» **PASSAGE**
The Notes are unsecured obligations of the Company and are subordinate to the Company’s obligations under its senior secured credit facility pursuant to a Subordination Agreement, dated as of February 12, 2016, by and among the Company, the purchasers and the administrative agent under the Company’s senior secured credit facility. Interest will accrue on the Notes from and including, with respect to the Initial Sale, February 12, 2016, and with respect to the Subsequent Sale, February 15, 2016, at a rate of 13.50% per annum and is payable on May 15, 2017, the maturity date of the Notes, unless the Notes are prepaid in accordance with their terms prior to such date. The Purchase Agreement and the Notes contain customary terms, provisions, representations and warranties, including certain events of default after which the Notes may be due and payable immediately, as set forth in the Notes.

The exercisability of the warrants sold in the Private Placement, which each have a term of five years, will be subject to stockholder approval. The Company intends to solicit such approval at its 2016 annual meeting of stockholders.

Amendment to Total JVCO Letter Agreement

On February 12, 2016, the Company and Total Energies Nouvelles Activités USA (formerly known as Total Gas & Power USA, SAS) (“Total”) entered into an amendment to the Letter Agreement, dated as of July 26, 2015, between the Company and Total regarding the restructuring of the ownership and rights of Total Amyris BioSolutions B.V. (“TAB”), the jointly owned entity incorporated on November 29, 2013 to house the 50/50 joint venture between the Company and Total (the “Restructuring”).  Pursuant to the amendment, upon the closing of the Restructuring, which shall occur on or before February 29, 2016, Total will cancel certain convertible notes held by Total (the “R&D Notes”) in an aggregate principal amount of approximately $1.3 million, plus all paid-in-kind and accrued interest as of the closing of the Restructuring under all outstanding R&D Notes (including all such interest that was outstanding as of July 29, 2015), and a note in the principal amount of Euro 50,000, plus accrued interest, issued by the Company to Total in connection with the existing TAB capitalization, in exchange for an additional 25% of TAB (giving Total an aggregate ownership stake of 75% of TAB and giving the Company an aggregate ownership stake of 25% of TAB). In connection therewith, Total will surrender to the Company the remaining R&D Notes and the Company will provide to Total a new unsecured senior convertible note, containing substantially similar terms and conditions, in the principal amount of $3.7 million.

» **JOBS**
#1 From the filing excerpt, reproduce the part that opens with the words containing "The exercisability of" and closes with "meeting of stockholders.".
#2 According to the filing excerpt, why will Total's ownership stake in TAB rise to 75% when the Restructuring closes? Answer in one to three sentences.
#3 In the filing excerpt, at what annual rate does interest accrue on the Notes?

» **GIVEN DATA**
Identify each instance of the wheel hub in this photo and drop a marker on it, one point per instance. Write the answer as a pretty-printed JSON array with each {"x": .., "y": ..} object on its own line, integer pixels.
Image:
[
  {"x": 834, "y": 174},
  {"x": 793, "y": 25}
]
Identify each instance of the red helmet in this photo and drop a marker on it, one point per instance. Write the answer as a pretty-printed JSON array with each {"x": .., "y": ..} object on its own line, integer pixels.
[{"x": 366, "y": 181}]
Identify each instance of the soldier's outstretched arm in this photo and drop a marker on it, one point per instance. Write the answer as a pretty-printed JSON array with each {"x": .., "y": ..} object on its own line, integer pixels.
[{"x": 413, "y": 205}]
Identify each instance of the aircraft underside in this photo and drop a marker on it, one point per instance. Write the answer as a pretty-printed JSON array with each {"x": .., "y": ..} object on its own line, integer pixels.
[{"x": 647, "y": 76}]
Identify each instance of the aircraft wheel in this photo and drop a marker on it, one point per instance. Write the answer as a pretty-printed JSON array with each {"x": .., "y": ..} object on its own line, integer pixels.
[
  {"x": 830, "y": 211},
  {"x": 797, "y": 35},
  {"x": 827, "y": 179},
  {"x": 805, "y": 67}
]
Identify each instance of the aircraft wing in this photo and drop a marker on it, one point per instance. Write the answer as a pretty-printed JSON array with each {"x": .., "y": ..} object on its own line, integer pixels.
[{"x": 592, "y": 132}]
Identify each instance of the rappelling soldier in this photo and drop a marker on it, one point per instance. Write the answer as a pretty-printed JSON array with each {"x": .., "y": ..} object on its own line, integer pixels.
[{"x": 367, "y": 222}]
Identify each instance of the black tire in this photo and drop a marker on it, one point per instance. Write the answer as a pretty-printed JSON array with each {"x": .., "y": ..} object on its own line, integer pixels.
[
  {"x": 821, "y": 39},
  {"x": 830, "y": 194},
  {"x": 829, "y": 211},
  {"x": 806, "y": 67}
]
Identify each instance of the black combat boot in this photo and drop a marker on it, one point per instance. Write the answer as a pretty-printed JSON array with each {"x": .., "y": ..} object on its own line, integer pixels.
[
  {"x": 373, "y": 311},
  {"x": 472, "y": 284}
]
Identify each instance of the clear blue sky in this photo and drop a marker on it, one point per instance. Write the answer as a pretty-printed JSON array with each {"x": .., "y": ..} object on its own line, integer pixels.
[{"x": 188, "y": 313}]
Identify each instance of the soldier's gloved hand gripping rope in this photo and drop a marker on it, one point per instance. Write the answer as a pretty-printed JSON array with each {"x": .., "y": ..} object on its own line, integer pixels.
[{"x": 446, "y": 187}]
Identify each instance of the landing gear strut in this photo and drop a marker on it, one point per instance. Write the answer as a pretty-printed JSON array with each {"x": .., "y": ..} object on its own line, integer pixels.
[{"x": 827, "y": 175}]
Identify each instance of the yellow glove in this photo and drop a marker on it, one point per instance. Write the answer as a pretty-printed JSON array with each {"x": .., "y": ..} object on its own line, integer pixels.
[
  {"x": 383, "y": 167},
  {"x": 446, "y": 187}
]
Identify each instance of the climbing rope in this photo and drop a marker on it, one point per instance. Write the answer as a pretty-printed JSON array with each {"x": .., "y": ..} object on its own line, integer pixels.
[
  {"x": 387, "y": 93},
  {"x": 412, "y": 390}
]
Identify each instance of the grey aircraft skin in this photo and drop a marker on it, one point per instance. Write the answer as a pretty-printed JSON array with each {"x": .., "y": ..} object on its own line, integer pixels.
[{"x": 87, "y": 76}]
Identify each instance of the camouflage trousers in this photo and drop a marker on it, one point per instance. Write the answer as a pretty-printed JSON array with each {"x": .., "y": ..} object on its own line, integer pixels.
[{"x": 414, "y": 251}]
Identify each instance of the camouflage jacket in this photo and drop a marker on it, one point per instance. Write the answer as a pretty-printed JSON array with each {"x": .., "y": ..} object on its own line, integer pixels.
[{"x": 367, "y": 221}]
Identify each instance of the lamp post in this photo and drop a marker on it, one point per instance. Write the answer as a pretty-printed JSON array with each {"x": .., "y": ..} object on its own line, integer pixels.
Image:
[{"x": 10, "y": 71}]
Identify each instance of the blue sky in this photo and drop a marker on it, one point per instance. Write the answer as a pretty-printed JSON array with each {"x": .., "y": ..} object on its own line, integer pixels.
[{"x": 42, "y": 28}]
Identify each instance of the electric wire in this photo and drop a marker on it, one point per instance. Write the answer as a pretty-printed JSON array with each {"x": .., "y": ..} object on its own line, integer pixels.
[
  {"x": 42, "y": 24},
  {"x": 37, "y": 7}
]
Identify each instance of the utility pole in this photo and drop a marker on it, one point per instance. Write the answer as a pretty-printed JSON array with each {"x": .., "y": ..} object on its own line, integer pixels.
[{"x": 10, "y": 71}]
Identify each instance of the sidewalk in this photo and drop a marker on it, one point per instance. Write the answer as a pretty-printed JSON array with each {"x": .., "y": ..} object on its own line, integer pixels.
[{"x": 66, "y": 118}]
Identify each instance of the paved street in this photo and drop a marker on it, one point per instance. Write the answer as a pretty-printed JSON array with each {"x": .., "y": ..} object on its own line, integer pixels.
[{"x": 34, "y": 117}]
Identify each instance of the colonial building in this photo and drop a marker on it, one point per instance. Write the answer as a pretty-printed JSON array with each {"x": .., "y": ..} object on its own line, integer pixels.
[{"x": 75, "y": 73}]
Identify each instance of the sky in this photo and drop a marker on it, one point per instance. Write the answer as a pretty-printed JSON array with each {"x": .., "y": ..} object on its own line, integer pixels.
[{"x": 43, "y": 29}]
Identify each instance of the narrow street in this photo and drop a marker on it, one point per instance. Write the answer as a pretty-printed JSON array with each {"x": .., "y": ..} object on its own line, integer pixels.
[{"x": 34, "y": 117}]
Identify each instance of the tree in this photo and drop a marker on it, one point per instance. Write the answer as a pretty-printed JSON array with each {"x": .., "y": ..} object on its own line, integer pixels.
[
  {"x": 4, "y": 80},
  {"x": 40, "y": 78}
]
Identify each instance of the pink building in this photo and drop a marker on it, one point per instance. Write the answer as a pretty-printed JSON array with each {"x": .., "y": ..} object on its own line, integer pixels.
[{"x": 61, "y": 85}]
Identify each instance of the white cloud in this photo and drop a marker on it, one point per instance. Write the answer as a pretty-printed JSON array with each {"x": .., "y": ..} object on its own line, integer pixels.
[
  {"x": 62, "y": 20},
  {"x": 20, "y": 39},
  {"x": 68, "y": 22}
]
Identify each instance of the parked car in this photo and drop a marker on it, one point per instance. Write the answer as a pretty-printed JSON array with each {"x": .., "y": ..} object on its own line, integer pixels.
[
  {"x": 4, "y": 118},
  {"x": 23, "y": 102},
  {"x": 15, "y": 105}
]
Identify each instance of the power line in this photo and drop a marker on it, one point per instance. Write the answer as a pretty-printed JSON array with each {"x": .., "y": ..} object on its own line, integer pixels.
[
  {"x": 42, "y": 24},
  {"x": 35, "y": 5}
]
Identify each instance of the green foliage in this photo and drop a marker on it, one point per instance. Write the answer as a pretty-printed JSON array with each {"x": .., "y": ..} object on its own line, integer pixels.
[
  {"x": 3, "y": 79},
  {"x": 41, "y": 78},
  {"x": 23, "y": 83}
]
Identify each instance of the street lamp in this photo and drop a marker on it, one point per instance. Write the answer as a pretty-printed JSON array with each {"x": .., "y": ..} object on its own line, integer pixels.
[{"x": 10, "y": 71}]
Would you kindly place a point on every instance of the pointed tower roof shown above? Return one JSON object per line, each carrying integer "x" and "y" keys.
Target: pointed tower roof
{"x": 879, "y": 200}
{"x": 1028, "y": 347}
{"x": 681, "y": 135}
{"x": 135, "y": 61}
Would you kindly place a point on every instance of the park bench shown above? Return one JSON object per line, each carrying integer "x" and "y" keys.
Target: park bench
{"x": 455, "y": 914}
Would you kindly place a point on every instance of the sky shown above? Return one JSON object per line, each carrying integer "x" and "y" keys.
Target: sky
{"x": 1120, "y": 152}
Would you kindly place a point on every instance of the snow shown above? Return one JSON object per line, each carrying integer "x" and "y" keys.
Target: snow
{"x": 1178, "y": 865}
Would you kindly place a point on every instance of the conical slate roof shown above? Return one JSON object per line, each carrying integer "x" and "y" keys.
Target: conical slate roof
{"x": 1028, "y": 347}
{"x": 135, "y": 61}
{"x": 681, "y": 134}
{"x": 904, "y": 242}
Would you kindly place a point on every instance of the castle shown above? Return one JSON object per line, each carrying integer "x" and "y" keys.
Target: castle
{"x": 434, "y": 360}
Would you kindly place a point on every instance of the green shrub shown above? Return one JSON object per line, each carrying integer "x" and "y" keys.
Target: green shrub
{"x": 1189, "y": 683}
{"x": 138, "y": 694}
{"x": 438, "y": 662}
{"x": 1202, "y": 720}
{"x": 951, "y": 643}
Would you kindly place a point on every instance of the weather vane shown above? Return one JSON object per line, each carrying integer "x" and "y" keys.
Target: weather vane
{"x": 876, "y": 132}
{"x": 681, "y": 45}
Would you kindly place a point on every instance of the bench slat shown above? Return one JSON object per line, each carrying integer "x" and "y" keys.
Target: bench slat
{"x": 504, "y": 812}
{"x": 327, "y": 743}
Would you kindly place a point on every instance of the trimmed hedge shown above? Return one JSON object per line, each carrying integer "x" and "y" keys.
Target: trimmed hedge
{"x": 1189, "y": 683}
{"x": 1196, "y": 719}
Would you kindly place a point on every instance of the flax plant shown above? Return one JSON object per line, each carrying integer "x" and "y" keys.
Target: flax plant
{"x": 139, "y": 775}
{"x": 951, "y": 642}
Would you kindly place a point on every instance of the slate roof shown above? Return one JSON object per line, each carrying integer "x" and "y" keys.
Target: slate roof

» **WORKED SOLUTIONS**
#1
The exercisability of the warrants sold in the Private Placement, which each have a term of five years, will be subject to stockholder approval. The Company intends to solicit such approval at its 2016 annual meeting of stockholders.

#2 Under the amendment, Total will cancel the R&D Notes, with an aggregate principal of about $1.3 million plus all paid-in-kind and accrued interest, and a Euro 50,000 note plus accrued interest. In exchange, Total receives an additional 25% of TAB, which brings its total stake to 75%.

#3 13.50% per annum.